_DATA TO PROCESS_
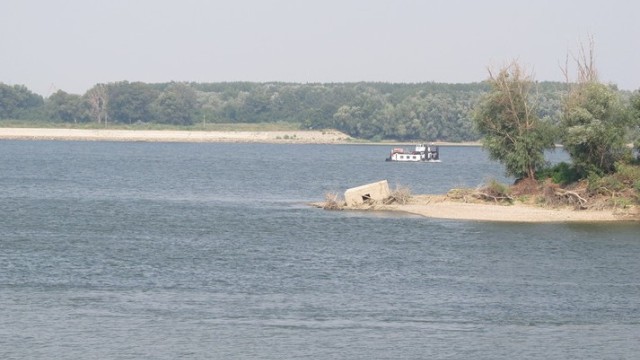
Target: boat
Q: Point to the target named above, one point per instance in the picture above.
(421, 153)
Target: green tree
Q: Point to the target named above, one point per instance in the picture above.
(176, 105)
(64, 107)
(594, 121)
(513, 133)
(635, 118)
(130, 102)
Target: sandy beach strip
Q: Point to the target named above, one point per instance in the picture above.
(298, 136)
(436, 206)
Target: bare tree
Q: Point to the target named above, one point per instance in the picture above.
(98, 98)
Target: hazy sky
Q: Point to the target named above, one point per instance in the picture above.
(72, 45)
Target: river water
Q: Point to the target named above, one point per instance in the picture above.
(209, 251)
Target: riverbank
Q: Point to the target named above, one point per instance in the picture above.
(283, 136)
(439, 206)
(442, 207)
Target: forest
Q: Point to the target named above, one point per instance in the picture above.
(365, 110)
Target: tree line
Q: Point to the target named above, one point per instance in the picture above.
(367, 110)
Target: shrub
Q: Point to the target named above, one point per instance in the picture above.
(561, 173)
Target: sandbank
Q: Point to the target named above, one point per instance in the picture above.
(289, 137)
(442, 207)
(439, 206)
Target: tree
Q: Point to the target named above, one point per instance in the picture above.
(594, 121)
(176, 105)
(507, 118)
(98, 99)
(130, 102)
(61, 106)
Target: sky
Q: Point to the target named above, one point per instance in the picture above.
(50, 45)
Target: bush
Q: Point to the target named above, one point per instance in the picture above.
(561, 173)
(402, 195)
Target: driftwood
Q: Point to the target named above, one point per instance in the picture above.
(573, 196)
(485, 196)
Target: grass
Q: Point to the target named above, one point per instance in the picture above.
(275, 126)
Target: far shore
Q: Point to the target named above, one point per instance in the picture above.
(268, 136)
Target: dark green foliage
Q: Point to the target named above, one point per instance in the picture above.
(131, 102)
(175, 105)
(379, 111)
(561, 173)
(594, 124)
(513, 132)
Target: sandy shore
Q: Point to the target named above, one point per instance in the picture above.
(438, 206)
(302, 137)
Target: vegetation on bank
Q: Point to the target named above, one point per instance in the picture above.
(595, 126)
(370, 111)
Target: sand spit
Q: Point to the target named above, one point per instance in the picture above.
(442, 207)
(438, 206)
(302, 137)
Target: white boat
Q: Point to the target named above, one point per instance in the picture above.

_PROBLEM STATEMENT_
Retype only the stretch of lines above starting at the one with "Target: forest" and stopping at the one with "Target: sky", exactly as written, with both kept.

_SOLUTION FOR THIS TASK_
Target: forest
Q: Point to the target named above, one point per instance in the picture above.
(365, 110)
Target: tree line
Q: Point to the target named above, one point per instance in the picture above.
(367, 110)
Target: shrub
Q: Point to the target named above, one point per instance in the picture above.
(561, 173)
Target: sandbank
Q: Point to the target named above, one point per instance in the picture above.
(289, 137)
(442, 207)
(439, 206)
Target: tree
Q: Point to the target named above, one point per instance in the picture above.
(594, 121)
(176, 105)
(507, 118)
(98, 99)
(130, 102)
(61, 106)
Target: sky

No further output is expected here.